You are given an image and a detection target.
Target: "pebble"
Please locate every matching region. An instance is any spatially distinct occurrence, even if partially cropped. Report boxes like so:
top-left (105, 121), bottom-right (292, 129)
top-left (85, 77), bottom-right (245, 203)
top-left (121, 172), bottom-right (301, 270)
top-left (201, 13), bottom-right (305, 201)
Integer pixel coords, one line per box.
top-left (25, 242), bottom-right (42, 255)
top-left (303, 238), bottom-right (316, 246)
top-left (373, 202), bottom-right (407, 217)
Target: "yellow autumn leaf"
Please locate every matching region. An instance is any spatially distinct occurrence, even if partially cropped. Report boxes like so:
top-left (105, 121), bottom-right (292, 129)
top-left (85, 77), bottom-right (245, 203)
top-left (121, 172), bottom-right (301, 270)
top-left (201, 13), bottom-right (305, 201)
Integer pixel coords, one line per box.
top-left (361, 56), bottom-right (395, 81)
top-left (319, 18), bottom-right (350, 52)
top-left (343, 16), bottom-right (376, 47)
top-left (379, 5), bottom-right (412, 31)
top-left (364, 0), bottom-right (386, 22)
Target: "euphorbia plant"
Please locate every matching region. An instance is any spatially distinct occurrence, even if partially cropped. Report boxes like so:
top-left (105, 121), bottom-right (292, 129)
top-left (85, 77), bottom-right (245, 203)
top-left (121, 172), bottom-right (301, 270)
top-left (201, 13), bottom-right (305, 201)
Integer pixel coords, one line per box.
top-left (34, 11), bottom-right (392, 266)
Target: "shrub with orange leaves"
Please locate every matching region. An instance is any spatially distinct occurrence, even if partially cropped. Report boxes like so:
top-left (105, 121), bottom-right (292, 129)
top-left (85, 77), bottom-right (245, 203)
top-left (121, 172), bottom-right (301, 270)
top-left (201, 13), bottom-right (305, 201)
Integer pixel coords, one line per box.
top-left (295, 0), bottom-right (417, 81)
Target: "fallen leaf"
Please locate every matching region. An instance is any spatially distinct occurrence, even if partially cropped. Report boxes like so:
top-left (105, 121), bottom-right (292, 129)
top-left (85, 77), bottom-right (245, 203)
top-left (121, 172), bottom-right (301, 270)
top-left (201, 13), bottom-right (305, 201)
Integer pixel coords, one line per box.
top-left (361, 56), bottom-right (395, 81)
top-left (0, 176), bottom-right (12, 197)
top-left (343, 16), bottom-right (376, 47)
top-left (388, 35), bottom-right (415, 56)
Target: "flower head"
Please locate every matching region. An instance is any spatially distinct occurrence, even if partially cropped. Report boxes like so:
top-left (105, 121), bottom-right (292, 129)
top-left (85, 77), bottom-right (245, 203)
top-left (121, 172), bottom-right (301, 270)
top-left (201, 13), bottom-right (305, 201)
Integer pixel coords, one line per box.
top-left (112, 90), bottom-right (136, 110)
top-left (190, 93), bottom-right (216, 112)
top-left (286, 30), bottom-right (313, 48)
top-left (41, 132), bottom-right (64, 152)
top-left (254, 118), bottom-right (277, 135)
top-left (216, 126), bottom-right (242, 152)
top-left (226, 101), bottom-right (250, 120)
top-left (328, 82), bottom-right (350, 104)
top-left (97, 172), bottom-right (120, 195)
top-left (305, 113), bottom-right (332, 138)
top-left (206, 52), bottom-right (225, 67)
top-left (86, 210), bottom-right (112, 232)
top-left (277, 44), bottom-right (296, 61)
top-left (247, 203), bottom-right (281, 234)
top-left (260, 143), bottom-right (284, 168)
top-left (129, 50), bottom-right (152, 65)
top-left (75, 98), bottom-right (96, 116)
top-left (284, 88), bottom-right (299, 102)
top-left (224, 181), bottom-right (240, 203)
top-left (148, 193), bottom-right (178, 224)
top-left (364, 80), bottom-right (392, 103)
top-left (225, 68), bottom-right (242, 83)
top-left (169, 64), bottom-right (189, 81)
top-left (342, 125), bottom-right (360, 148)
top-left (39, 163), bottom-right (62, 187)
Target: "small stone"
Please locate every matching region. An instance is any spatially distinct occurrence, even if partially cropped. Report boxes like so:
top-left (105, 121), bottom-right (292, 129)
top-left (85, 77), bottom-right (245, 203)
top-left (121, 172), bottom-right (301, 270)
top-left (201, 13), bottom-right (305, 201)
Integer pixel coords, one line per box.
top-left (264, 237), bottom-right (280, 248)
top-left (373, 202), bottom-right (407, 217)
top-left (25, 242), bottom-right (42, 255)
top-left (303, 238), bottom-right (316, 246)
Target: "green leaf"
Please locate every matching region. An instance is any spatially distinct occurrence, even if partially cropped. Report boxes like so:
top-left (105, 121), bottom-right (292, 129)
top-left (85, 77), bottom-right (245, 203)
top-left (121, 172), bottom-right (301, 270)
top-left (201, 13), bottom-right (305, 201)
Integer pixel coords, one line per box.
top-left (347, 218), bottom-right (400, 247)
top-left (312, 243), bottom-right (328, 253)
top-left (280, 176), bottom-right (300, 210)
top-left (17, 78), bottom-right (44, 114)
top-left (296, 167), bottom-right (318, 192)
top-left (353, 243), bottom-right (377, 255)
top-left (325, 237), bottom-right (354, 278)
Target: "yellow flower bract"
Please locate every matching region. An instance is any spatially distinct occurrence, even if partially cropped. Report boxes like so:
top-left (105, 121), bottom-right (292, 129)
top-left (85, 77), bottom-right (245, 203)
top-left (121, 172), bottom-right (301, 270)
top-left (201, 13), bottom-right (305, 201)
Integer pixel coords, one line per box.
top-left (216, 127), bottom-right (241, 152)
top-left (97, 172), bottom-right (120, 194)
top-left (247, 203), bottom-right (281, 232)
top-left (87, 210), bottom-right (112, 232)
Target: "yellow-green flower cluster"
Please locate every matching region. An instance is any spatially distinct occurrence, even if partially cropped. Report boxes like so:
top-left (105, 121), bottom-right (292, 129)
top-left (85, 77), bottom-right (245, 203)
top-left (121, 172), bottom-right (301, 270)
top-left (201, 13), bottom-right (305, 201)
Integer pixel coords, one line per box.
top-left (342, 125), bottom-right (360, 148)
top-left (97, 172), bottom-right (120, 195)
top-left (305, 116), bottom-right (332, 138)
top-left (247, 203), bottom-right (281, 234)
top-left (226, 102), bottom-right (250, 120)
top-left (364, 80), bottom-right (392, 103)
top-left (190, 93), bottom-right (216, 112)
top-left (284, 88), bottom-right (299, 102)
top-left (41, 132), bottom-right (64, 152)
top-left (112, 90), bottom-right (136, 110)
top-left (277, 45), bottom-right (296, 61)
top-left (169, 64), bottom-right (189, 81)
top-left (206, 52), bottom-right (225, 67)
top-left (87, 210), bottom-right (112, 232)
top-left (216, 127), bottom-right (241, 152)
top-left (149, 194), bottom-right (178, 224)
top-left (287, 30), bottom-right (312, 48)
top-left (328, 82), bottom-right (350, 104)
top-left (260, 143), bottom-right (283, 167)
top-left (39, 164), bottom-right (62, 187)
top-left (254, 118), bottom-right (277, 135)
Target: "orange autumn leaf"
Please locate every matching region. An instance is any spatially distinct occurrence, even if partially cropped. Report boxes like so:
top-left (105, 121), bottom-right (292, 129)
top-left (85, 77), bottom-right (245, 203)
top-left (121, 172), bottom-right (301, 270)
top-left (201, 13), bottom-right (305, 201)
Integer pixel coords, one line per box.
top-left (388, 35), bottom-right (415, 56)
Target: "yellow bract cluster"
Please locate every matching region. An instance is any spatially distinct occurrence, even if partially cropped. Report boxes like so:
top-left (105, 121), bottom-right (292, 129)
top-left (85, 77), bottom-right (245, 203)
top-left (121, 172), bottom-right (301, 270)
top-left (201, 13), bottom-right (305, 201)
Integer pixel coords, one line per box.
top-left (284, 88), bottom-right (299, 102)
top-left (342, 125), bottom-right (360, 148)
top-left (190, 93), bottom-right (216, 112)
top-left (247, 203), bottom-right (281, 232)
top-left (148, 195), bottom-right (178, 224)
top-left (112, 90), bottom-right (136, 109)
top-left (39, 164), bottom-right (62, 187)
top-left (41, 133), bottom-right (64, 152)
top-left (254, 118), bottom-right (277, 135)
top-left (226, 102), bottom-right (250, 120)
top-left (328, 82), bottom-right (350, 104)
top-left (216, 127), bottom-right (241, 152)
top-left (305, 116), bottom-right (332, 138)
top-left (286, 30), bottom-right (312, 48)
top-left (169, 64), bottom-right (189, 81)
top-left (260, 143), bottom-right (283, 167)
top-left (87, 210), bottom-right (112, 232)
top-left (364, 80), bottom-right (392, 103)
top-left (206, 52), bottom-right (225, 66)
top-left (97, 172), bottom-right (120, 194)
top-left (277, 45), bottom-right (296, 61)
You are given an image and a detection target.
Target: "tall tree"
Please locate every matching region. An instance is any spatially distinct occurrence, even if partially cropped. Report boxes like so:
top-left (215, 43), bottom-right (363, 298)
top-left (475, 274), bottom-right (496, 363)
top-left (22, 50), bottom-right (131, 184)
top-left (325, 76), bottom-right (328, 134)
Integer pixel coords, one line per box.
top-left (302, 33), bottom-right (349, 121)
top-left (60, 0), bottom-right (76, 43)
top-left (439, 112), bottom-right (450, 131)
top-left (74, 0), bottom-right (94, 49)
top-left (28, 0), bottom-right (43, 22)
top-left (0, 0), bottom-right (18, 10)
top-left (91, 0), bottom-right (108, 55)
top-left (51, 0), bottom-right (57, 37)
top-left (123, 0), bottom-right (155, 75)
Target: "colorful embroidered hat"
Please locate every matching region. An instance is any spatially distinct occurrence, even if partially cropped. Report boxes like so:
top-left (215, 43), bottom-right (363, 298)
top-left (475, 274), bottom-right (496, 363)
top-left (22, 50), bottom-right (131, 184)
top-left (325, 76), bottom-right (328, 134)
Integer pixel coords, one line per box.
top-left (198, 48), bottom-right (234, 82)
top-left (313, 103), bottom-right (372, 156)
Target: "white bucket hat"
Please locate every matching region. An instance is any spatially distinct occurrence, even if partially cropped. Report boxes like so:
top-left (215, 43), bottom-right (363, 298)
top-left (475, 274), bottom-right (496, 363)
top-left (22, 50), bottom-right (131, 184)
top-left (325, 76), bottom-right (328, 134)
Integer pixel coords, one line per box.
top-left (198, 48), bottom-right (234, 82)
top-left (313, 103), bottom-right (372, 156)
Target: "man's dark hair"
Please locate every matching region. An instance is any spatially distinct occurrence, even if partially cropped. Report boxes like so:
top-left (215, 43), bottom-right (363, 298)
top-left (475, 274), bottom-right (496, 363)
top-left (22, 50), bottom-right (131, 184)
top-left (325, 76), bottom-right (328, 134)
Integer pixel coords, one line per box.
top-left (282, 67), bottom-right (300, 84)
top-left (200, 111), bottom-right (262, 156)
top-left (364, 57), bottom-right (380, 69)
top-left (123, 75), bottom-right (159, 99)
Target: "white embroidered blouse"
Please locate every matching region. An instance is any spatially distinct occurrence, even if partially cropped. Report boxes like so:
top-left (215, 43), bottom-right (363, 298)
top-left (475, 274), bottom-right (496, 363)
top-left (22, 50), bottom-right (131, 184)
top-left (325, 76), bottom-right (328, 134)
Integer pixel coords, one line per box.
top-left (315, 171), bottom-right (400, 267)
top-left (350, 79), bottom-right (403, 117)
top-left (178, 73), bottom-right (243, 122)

────────────────────

- [GIVEN REQUEST] Pick out every line in the rows above that contains the string "autumn". Case counts.

- [RIGHT ANSWER]
Target: "yellow autumn leaf"
Target: "orange autumn leaf"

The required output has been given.